------ DATASET RECORDS

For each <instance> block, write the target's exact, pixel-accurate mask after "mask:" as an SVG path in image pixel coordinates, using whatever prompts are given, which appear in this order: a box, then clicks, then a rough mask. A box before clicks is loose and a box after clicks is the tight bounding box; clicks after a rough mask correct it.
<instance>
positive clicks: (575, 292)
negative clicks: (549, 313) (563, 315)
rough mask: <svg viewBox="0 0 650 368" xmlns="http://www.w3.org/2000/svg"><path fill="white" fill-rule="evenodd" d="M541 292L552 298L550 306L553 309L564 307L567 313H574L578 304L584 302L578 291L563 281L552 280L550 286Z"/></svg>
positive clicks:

------------
------ DATASET RECORDS

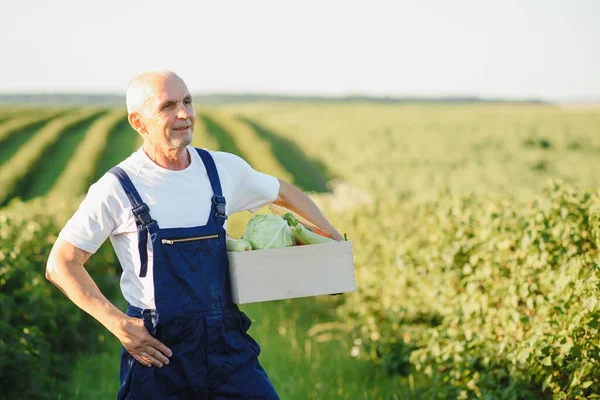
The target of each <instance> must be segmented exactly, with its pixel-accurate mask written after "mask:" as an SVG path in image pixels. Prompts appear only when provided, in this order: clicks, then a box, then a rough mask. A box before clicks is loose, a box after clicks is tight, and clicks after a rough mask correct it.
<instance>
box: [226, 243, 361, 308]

------------
------ DATASET RECORDS

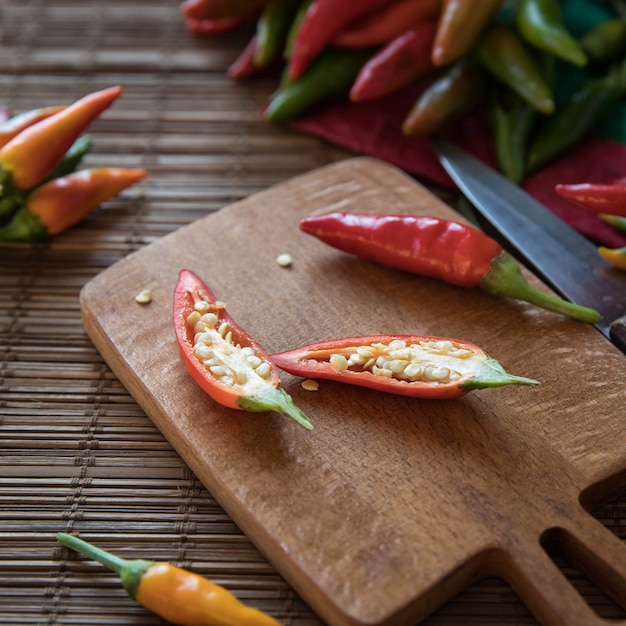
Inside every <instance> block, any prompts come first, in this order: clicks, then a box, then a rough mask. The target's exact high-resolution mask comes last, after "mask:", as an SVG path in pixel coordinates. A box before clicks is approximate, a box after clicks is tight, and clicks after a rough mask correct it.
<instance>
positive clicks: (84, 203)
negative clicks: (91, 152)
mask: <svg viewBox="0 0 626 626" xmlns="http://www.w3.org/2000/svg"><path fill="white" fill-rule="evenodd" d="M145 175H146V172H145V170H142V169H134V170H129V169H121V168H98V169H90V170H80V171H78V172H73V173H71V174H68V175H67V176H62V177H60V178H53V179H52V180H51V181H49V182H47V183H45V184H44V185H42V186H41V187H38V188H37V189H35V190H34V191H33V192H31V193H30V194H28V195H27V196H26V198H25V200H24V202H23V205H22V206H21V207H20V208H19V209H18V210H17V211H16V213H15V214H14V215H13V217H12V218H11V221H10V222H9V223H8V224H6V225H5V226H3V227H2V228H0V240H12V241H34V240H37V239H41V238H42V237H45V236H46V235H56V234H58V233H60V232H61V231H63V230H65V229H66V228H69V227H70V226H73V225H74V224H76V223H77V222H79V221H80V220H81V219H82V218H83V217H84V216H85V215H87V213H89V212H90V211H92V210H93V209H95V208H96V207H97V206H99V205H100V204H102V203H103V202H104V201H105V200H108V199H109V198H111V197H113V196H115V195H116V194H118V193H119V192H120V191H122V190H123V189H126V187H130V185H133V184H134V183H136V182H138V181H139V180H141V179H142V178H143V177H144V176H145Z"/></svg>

------------

ASSIGNMENT: Copy all lines from the material that include "positive".

EXERCISE ANSWER:
positive clicks: (575, 292)
positive clicks:
positive clicks: (84, 203)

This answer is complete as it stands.